-- Request A --
How would you render this sentence from the red wine regression notes below in Spanish: "From sklearn.metrics we import mean_squared_error to calculate the mean squared error of the model."
-- Request B --
Could you take the red wine regression notes below further, picking up right after their final sentence?

** START Page excerpt **

Red-wine-regression-and-classification

1). Linear regression to detect/estimate the value of “quality” attributes of a wine in the dataset.

Input: Training dataset and testing dataset
Output: Graphical representation of fitting a line over your training data and sum of square error calculation for test dataset.

• The script imports few standard libraries to implement linear regression. They are Pandas, sklearn.linear_model, sklearn.metrics, sklearn.preprocessing and matplotlib.pyplot.
• Pandas is used to import the data from the excel sheets, it is referenced using the reference name ‘pd’. A powerful library commonly implemented for data cleaning and data management.
• From sklearn.linear_model we import the LinearRegression module, which is used to perform the linear regression task in this script.
• From sklearn.metrics we import mean_squared_error to calculate the mean squared error of the model.
• From sklearn.preprocessing we import normalize to normalize our data, which is a preprocessing technique implemented to derive better results. We convert the values of all the attributes into a particular interval so that the processing is made easy, by converting all the values into a particular interval.

** END Page excerpt **
** START Record list **

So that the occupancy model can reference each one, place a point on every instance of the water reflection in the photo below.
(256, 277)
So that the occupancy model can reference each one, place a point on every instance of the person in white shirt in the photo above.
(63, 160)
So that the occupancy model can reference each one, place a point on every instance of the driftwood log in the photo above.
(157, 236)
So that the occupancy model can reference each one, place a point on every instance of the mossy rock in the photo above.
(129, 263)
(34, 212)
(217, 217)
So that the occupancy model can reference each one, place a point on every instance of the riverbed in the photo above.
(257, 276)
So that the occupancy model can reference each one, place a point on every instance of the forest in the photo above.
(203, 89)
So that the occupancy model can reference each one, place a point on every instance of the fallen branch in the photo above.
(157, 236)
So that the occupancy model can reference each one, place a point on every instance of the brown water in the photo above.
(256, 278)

** END Record list **
** START Record list **

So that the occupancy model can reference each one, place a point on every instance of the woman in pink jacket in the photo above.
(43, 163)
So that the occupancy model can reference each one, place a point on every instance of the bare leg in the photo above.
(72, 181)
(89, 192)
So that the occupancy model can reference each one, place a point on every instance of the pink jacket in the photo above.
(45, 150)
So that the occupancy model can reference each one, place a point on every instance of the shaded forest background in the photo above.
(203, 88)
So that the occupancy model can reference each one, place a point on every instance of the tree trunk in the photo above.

** END Record list **
** START Record list **

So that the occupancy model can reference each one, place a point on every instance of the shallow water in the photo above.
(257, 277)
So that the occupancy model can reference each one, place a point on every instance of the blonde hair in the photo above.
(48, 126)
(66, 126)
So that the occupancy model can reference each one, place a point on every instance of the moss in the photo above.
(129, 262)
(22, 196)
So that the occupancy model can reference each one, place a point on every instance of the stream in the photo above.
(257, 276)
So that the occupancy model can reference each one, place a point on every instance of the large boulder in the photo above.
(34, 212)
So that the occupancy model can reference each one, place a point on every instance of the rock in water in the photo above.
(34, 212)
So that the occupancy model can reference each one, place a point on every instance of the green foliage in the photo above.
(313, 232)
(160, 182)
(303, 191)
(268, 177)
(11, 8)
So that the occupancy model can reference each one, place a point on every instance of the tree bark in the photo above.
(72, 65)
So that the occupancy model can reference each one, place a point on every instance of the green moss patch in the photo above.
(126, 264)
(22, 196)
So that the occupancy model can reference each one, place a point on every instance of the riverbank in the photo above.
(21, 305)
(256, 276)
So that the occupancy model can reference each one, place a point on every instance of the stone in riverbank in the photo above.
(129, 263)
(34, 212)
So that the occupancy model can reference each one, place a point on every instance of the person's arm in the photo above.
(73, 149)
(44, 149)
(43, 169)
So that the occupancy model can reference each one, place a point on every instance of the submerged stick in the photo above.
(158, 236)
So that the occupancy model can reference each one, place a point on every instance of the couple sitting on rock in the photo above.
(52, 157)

** END Record list **

-- Final result A --
De sklearn.metrics importamos mean_squared_error para calcular el error cuadrático medio del modelo.

-- Final result B --
• matplotlib.pyplot is imported as ‘plt’, which is used to plot the results of the model graphically. It is commonly used library for data visualization.
• Initially we import the data from the training and testing data sets. Here we use pd.read_csv(), which imports tabular data from the file mentioned between the paranthesis. For ex, train = pd.read_csv("wineQualityRed_train.csv") It stores the data in the excel file onto the dataframe variable train.
• Then we print the dataframe using .frame() function. By default the function prints first five tuples, unless specified explicitly. For ex, print(train.head())
• Then we split the data from the excel sheets into X and Y. We use simple dataframe column isolation techniques to perform this operation. We simply mention the column name to be stored in the variable inside the dataframe object. For ex, y_train = train[['quality']] X_train = train[['fixed acidity','volatile acidity','citric acid','residual sugar', 'chlorides', 'free sulfur dioxide','total sulfur dioxide','density','pH','sulphates','alcohol']]
• We then normalize the training and testing data. This is done by invoking the normalize function that is imported from the preprocessing library. We input the array containing unnormalized data and the output is the normalized data. For ex, x_train = normalize(X_train)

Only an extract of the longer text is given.